> **What you will do**
Reproduce each of the lines below word for word, with no changes.

> **Extracted information**
◆ ◆ ◆ ◆ ◆ ◆ ◆

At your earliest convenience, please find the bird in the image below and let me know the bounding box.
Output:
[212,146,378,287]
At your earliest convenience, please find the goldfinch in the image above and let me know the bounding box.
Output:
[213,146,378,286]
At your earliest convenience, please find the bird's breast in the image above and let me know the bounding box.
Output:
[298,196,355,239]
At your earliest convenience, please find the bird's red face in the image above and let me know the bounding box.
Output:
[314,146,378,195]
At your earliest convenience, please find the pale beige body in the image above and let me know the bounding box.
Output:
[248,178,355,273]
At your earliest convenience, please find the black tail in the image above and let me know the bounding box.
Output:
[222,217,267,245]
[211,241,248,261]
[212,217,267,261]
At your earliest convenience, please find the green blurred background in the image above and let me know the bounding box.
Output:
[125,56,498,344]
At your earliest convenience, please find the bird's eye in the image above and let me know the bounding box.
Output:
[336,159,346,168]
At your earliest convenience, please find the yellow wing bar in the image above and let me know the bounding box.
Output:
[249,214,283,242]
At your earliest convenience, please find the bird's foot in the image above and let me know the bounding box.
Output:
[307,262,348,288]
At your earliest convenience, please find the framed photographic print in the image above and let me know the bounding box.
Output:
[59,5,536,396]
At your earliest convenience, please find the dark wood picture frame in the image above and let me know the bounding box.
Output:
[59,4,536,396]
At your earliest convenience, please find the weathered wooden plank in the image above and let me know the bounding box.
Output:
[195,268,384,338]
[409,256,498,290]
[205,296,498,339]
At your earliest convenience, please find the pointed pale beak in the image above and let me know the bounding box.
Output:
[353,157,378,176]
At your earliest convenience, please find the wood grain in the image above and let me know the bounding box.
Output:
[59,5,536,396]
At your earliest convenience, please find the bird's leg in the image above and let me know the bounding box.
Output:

◆ ◆ ◆ ◆ ◆ ◆ ◆

> **Answer to this task**
At your earliest convenience, please find the bird in the image below and let me know the bounding box.
Output:
[212,146,378,287]
At your earliest convenience, please find the goldfinch in the image above and let me know the bounding box.
Output:
[213,146,378,286]
At your earliest convenience, please find the bird's breast in the image above and let me know the bounding box.
Output:
[298,196,355,239]
At your earliest convenience, please find the bird's red face in the image above and let me know the bounding box.
Output:
[314,146,378,195]
At your earliest convenience, please find the pale beige body in the image above and let me know the bounding box.
Output:
[248,178,355,273]
At your earliest convenience, please find the black tail in the image above and let me know the bounding box.
Output:
[222,217,267,245]
[211,241,248,261]
[212,217,267,261]
At your earliest convenience, please find the green blurred background in the image above and let me know the bounding box.
Output:
[125,56,498,344]
At your earliest convenience, please find the bird's eye in the image above and let me know the bounding box.
Output:
[336,159,346,168]
At your earliest convenience, please find the yellow wing bar in the image above and let me know the bounding box.
Output:
[249,214,283,242]
At your earliest convenience, please find the bird's foot in the image above and let me know the bounding box.
Output:
[307,262,348,288]
At your earliest convenience, please find the framed photographic print in the image above and let me know the bounding box.
Output:
[59,5,536,396]
At your earliest convenience, please find the dark wood picture frame in the image above and let me know the bounding box.
Output:
[59,4,536,396]
At your earliest convenience, please find the weathered wooden plank in the image above and let me know the bounding box.
Output:
[195,268,384,338]
[409,256,498,290]
[205,296,498,339]
At your earliest convenience, please find the pointed pale beak in the image above and let me know the bounding box.
Output:
[353,157,378,176]
At your earliest convenience, please find the wood grain in the image above and let me know the bounding box.
Output:
[59,5,536,396]
At your earliest convenience, please find the bird's leg in the image above and let me know the bounding box.
Output:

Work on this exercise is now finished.